I/O Multiplexing

1. Introduction

TCP中常常要面对这样一个问题: 多个file或socket需要同时处理. 例如: TCP client需从standard input中获取用户输入, 并读取来自socket的数据, 这种同时应对多个I/O conditions的能力称为I/O multiplexing(I/O多路复用).
I/O multiplexing主要用于network application的以下场景:

• client处理多个descriptor
• 处理多个socket
• TCP server处理listening socket和其connected socket
• server同时处理TCP和UDP
• server同时处理多个protocols

2. I/O Models

以下是UNIX中的5种I/O Model:

• blocking I/O
• nonblocking I/O
• I/O multiplexing (select and poll)
• signal driven I/O (SIGIO)
• asynchronous I/O (the POSIX aio_ functions)

无论是哪种I/O model, 所有读取操作都可拆分为以下步骤:

1. 等待数据就绪(network application中为等待数据到达socket)
2. 将数据从kernel复制到process中

2.1 Blocking I/O Model

Blocking I/O model是最常见的I/O model, 实现方式最简单. 以datagram socket为例, 读取操作的流程如下:

上述例子中, 调用recvfrom()会等待数据到达socket, 并主动将数据从kernel复制到process. 进程必须等待recvfrom()完成, 或被signal打断.

________

▶ [任务要求]
**a)** 按这段关于I/O多路复用的摘录，哪种I/O model最常见？
**b)** 把这段关于I/O多路复用的摘录中从“2. 将数据从kernel复制到process中”起至“并主动将数据从kernel复制到process. 进程必须等待recvfrom()完成, 或被signal打断.”止的这段文字原样照抄一遍。
只依据上面的摘录作答。

数据集中的数据:

________

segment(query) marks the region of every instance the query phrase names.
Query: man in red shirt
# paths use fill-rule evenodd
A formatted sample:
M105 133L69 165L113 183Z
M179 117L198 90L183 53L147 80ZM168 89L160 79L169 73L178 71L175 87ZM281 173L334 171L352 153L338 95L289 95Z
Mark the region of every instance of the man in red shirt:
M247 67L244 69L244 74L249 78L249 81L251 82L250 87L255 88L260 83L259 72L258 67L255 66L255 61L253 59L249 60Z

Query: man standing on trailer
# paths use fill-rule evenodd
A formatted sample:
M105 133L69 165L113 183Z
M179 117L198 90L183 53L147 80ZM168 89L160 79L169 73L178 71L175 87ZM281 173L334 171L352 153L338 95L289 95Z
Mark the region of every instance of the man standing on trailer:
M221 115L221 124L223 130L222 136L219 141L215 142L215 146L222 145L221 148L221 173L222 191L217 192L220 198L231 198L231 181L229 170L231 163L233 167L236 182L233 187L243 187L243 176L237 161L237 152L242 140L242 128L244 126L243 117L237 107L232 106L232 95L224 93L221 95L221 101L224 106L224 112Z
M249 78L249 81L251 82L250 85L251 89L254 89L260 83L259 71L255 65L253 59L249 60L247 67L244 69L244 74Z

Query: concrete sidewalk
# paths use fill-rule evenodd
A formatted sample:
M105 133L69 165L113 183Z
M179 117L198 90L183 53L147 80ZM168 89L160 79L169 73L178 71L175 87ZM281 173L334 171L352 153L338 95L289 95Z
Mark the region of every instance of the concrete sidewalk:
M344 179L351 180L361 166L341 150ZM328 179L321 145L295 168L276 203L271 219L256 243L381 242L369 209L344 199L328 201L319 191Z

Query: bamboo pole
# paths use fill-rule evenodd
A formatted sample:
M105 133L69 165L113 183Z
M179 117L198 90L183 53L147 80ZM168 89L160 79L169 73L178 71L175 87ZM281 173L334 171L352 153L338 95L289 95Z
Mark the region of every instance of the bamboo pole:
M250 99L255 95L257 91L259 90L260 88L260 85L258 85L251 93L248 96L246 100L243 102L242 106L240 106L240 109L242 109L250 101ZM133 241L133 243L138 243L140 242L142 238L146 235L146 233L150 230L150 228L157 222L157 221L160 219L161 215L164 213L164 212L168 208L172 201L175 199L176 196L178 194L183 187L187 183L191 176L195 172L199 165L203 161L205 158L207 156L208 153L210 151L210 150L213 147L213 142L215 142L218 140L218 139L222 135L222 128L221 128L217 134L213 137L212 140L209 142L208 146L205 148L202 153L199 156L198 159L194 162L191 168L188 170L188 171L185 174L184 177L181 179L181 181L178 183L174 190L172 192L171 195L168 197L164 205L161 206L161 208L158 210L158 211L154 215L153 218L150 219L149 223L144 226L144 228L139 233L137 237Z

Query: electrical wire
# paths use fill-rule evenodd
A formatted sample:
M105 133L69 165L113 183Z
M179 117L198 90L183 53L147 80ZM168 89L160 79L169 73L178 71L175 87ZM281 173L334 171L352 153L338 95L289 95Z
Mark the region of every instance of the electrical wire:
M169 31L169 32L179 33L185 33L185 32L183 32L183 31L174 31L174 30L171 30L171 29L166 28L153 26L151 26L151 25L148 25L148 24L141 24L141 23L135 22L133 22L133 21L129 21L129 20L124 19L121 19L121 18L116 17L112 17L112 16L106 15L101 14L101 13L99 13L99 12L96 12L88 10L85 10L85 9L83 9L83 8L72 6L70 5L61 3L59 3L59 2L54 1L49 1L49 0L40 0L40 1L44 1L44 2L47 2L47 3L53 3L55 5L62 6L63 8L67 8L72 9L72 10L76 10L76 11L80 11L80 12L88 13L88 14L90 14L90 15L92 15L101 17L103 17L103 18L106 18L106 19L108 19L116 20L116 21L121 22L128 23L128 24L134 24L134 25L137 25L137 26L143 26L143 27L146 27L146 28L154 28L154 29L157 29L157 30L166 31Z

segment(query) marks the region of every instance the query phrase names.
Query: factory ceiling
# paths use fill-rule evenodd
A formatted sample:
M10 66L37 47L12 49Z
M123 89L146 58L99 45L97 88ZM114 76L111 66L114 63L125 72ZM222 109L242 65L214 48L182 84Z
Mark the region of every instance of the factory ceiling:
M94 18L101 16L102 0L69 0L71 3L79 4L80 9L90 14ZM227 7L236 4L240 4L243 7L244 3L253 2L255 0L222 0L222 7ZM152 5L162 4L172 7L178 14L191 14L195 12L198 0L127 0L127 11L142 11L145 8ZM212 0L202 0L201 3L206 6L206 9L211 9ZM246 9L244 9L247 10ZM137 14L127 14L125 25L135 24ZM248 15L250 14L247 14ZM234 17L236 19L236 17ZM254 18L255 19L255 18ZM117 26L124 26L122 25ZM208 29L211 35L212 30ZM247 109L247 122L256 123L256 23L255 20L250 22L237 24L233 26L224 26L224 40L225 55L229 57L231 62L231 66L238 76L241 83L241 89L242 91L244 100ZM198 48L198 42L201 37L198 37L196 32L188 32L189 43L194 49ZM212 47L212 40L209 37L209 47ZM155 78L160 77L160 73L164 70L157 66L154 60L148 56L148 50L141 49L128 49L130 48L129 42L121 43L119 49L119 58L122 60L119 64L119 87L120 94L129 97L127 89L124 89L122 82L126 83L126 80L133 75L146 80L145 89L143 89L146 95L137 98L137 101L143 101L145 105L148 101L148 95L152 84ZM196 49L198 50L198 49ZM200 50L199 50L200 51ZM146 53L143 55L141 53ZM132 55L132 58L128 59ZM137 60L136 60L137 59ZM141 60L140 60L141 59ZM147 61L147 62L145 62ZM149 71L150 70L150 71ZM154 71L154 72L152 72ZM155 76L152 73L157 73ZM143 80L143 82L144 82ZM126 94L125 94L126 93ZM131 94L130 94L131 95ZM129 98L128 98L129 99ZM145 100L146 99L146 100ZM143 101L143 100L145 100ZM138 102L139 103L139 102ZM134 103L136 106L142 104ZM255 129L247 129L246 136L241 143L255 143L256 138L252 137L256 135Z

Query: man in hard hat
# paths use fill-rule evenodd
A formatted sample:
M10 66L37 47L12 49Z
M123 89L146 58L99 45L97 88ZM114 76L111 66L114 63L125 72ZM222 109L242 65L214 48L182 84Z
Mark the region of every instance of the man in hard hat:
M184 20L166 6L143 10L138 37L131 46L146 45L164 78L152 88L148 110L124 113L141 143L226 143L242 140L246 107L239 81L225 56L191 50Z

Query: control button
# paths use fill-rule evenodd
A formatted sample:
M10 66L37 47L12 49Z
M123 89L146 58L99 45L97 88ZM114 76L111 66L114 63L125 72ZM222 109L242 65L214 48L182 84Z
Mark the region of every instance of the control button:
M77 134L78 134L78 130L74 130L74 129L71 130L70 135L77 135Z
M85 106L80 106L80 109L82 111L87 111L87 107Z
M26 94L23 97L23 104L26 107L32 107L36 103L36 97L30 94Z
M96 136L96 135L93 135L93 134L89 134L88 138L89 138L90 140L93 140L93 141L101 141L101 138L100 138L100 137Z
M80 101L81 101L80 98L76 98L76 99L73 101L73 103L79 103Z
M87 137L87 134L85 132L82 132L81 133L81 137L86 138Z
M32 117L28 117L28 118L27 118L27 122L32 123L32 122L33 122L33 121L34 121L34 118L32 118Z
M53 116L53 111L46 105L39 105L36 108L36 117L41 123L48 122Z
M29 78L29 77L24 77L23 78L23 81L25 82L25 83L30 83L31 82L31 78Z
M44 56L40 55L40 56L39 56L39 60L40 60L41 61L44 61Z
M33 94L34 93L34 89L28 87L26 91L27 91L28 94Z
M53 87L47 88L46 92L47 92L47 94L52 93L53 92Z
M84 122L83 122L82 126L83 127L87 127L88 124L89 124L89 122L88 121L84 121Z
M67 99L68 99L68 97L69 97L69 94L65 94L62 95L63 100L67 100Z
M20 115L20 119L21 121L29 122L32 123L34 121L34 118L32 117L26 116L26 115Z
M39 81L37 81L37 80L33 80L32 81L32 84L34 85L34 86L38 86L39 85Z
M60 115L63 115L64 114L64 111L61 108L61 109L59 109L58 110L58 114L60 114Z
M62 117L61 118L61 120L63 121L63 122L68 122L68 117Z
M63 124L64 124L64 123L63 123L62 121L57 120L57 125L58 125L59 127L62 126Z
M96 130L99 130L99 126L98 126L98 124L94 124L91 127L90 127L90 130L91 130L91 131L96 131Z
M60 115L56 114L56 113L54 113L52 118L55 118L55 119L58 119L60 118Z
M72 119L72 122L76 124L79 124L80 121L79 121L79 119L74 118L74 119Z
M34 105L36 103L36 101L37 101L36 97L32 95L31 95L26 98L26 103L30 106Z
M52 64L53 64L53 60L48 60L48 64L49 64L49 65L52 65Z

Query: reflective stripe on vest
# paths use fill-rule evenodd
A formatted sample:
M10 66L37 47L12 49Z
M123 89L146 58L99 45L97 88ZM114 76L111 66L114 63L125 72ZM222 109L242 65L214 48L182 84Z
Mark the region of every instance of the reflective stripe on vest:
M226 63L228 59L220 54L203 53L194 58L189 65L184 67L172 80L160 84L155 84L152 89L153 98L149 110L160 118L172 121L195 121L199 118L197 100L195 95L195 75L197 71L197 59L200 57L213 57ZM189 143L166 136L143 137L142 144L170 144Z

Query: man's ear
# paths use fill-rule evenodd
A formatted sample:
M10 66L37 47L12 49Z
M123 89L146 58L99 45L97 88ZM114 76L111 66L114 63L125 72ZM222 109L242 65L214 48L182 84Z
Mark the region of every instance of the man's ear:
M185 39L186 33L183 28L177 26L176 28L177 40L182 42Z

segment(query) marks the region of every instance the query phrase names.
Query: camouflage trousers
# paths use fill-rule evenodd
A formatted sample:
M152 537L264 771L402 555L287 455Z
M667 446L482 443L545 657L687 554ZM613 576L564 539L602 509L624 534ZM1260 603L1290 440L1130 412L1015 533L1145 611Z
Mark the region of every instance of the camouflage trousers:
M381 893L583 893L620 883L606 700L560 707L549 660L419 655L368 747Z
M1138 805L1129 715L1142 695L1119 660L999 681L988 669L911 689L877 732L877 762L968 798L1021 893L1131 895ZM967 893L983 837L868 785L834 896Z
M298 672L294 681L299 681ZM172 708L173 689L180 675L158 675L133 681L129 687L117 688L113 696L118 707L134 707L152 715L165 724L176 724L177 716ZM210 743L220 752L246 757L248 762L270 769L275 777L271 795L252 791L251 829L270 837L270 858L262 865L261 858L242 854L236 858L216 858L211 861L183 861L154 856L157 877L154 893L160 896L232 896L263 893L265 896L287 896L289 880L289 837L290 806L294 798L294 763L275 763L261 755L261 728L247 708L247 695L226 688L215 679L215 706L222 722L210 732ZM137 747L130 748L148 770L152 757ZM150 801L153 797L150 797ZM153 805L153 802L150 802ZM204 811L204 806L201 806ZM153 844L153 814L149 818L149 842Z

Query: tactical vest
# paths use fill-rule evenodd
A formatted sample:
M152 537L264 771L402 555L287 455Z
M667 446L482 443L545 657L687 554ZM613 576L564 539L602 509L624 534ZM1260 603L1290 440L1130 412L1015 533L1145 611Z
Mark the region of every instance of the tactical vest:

________

▶ [参考答案]
**a)** Blocking I/O model是最常见的I/O model。

**b)**
2. 将数据从kernel复制到process中

2.1 Blocking I/O Model

Blocking I/O model是最常见的I/O model, 实现方式最简单. 以datagram socket为例, 读取操作的流程如下:

上述例子中, 调用recvfrom()会等待数据到达socket, 并主动将数据从kernel复制到process. 进程必须等待recvfrom()完成, 或被signal打断.